▸ Brief: Entries follow. Set all of them down as they stand.

(Records from a dataset)

************

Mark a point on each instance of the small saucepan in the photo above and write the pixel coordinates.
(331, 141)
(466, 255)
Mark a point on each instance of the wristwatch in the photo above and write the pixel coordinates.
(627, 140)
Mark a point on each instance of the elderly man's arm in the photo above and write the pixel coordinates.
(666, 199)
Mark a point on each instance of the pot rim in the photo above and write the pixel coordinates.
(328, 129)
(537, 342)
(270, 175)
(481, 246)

************

▸ Answer:
Mark a point on each instance of the small saucepan in the photo above and write the pixel coordinates.
(331, 141)
(466, 255)
Mark a point on each instance of the wristwatch in the photo above and write the pixel coordinates.
(627, 140)
Mark a point on each instance of the elderly man's arm in the photo above and write the pixel coordinates.
(666, 199)
Mark a point on each instance of the pot rim in the photo above and write the pixel coordinates.
(328, 129)
(537, 342)
(270, 175)
(481, 246)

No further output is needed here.